Schriftliche Aufgabe 1
Wiederhole aus den Datensätzen unverändert alle Zeilen ab der Zeile mit „Where can you find the hazy“ bis zum Ende der Datensätze, diese Zeile eingeschlossen. Lass die Bilder in der Antwort weg.

Wien. Parlamentsdebatten laufen üblicherweise nach einem traditionellen Schema ab: Die Regierungsparteien loben ihre Arbeit, die Oppositionsparteien kritisieren sie. Auch wenn die Regierung beispielsweise wie jetzt die kalte Progression abschafft – etwas, das alle Parteien schon einmal gefordert haben –, wird die Opposition etwas zu kritisieren finden. Der Finanzminister könnte Freibier in der fälschlicherweise sogenannten Milchbar des Parlaments verkünden, und es gäbe keinen Jubel.

Die Debatte am Donnerstag im Nationalrat über die Budgetrede von Finanzminister Magnus Brunner (ÖVP) und seinen Bundesvoranschlag für 2023 brachte allerdings Abwechslung. Es gab einen bemerkenswerten Politikwechsel bei der SPÖ, es gab Lob von der FPÖ für die Regierung, und es gab einen wütenden jungen Mann – ein recht interessantes Angebot für eine Diskussion, die sich auf 28 Redner beschränkte.

Schriftliche Aufgabe 2
Gib den Seitenauszug von „Die Debatte am“ bis einschließlich „28 Redner beschränkte.“ wieder und ersetze darin „Donnerstag“ durch „Mittwoch“.

Extrahierte Datensätze
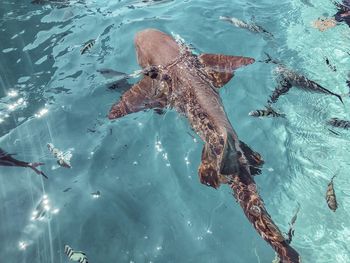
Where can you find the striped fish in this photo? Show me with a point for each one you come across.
(268, 112)
(335, 122)
(77, 256)
(87, 46)
(330, 196)
(63, 158)
(290, 233)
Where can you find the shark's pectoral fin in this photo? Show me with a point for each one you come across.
(229, 158)
(220, 67)
(208, 172)
(143, 95)
(254, 159)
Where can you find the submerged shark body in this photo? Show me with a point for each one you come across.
(6, 159)
(291, 79)
(178, 79)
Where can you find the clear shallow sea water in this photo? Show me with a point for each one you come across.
(152, 207)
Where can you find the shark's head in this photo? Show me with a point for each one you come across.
(154, 47)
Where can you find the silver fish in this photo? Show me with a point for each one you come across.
(268, 112)
(63, 158)
(77, 256)
(87, 46)
(252, 27)
(295, 79)
(330, 196)
(96, 194)
(290, 233)
(335, 122)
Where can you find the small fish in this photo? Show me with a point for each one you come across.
(297, 80)
(241, 24)
(268, 112)
(6, 159)
(330, 196)
(96, 194)
(77, 256)
(335, 122)
(67, 189)
(281, 89)
(111, 73)
(290, 232)
(44, 209)
(63, 158)
(332, 67)
(87, 46)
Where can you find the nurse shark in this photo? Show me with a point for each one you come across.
(174, 77)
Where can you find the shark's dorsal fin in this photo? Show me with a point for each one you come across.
(143, 95)
(220, 67)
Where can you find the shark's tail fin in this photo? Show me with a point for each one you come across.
(246, 194)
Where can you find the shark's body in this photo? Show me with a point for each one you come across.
(6, 159)
(176, 78)
(290, 78)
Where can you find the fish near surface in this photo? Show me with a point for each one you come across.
(339, 123)
(330, 196)
(176, 78)
(6, 159)
(293, 79)
(252, 27)
(267, 112)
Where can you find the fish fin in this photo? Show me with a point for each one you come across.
(142, 95)
(229, 158)
(208, 172)
(220, 67)
(254, 159)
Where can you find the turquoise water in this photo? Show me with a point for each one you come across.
(152, 207)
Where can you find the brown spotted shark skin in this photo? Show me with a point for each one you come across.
(173, 77)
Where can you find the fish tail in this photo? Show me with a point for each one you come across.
(246, 194)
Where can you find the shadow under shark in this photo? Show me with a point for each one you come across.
(176, 78)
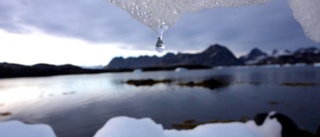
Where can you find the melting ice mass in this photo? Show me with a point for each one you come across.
(160, 15)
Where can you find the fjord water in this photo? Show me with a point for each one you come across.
(78, 105)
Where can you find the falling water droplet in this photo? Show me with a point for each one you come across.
(160, 47)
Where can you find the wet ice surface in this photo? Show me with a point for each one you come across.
(160, 15)
(164, 13)
(19, 129)
(307, 12)
(131, 127)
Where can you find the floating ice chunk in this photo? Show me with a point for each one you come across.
(19, 129)
(307, 13)
(131, 127)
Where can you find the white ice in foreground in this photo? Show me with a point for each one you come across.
(131, 127)
(162, 14)
(19, 129)
(307, 13)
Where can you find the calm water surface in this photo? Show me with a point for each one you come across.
(78, 105)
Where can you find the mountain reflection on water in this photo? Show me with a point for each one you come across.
(86, 102)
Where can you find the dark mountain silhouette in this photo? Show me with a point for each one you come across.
(15, 70)
(308, 55)
(215, 55)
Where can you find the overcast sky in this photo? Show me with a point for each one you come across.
(92, 32)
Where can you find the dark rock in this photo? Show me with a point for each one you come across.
(215, 55)
(289, 128)
(253, 56)
(146, 82)
(259, 118)
(210, 84)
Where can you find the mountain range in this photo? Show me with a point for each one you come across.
(218, 55)
(215, 55)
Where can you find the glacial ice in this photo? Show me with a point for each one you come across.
(160, 15)
(307, 13)
(131, 127)
(123, 126)
(19, 129)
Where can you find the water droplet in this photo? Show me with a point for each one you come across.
(160, 47)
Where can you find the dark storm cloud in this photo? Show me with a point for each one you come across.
(265, 26)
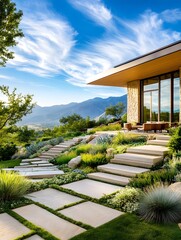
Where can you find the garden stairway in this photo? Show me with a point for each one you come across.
(40, 167)
(136, 160)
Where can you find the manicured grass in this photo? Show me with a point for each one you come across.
(9, 163)
(129, 226)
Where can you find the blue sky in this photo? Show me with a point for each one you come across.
(67, 42)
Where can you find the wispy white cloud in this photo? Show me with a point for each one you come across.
(5, 77)
(144, 34)
(95, 10)
(47, 43)
(49, 47)
(171, 15)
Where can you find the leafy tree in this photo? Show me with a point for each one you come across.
(25, 134)
(9, 29)
(115, 110)
(15, 108)
(70, 119)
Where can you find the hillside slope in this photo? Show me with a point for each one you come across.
(49, 116)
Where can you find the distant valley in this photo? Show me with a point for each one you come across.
(49, 116)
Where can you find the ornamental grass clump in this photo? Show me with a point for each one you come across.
(12, 186)
(160, 205)
(93, 160)
(126, 199)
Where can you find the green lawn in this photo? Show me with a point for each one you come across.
(9, 163)
(128, 226)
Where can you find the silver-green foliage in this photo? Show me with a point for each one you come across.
(160, 205)
(12, 186)
(126, 199)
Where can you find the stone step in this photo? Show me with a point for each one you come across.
(58, 148)
(30, 160)
(158, 142)
(24, 164)
(63, 146)
(123, 170)
(138, 160)
(46, 158)
(49, 154)
(40, 175)
(162, 137)
(149, 149)
(35, 168)
(36, 165)
(109, 178)
(41, 162)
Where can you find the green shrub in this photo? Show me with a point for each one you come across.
(83, 148)
(12, 186)
(104, 140)
(178, 177)
(111, 127)
(128, 138)
(65, 158)
(161, 205)
(175, 141)
(98, 148)
(126, 199)
(149, 178)
(93, 160)
(7, 151)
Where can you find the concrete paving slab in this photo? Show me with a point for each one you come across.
(34, 237)
(58, 227)
(53, 198)
(10, 228)
(92, 188)
(91, 213)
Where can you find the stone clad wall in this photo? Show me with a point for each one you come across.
(180, 94)
(133, 99)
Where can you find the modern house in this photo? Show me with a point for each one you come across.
(153, 84)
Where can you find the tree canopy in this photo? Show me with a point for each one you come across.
(15, 107)
(115, 110)
(9, 29)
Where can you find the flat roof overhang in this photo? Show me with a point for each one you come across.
(163, 60)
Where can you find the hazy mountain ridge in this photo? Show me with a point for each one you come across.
(51, 115)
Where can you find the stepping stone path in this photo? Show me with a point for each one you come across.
(119, 171)
(55, 225)
(136, 160)
(53, 198)
(34, 237)
(92, 188)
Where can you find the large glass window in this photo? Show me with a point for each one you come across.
(161, 98)
(165, 98)
(176, 97)
(150, 99)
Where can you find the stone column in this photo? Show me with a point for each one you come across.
(133, 101)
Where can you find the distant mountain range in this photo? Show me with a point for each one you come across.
(49, 116)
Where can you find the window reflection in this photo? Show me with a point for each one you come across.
(165, 97)
(176, 95)
(159, 103)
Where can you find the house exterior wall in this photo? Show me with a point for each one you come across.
(133, 101)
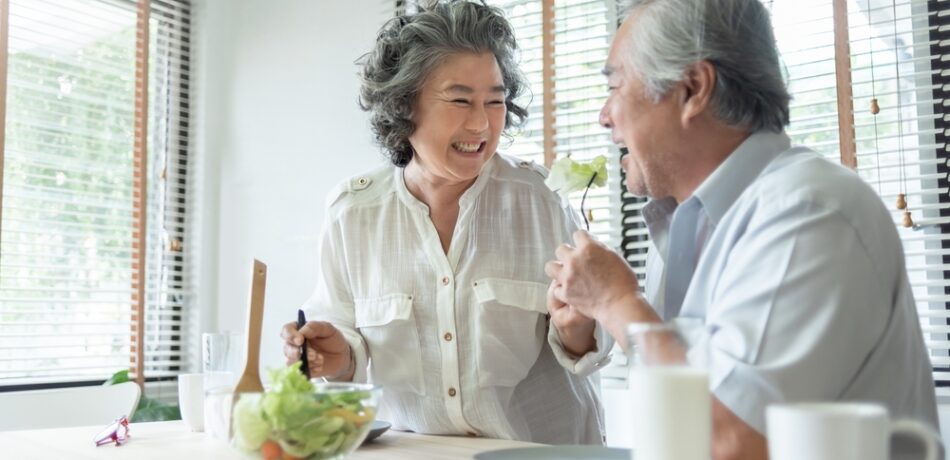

Schriftliche Antwort 1
Where can you find the hazy mountain ridge in this photo? Show me with a point for each one you come across.
(51, 115)
Where can you find the stepping stone path in this photo? Show me with a point for each one you come across.
(119, 171)
(55, 225)
(136, 160)
(53, 198)
(34, 237)
(92, 188)
Where can you find the large glass window in this photo? Show me with a point for each one you come across.
(161, 98)
(165, 98)
(176, 97)
(150, 99)
Where can you find the stone column in this photo? Show me with a point for each one you come across.
(133, 101)
Where can you find the distant mountain range in this photo? Show me with a point for each one you come across.
(49, 116)
Where can you find the window reflection in this photo? Show me with a point for each one you come across.
(165, 97)
(176, 95)
(159, 103)
Where can you find the house exterior wall in this photo? Show me with a point for each one you come across.
(133, 101)

Schriftliche Antwort 2
Die Debatte am Mittwoch im Nationalrat über die Budgetrede von Finanzminister Magnus Brunner (ÖVP) und seinen Bundesvoranschlag für 2023 brachte allerdings Abwechslung. Es gab einen bemerkenswerten Politikwechsel bei der SPÖ, es gab Lob von der FPÖ für die Regierung, und es gab einen wütenden jungen Mann – ein recht interessantes Angebot für eine Diskussion, die sich auf 28 Redner beschränkte.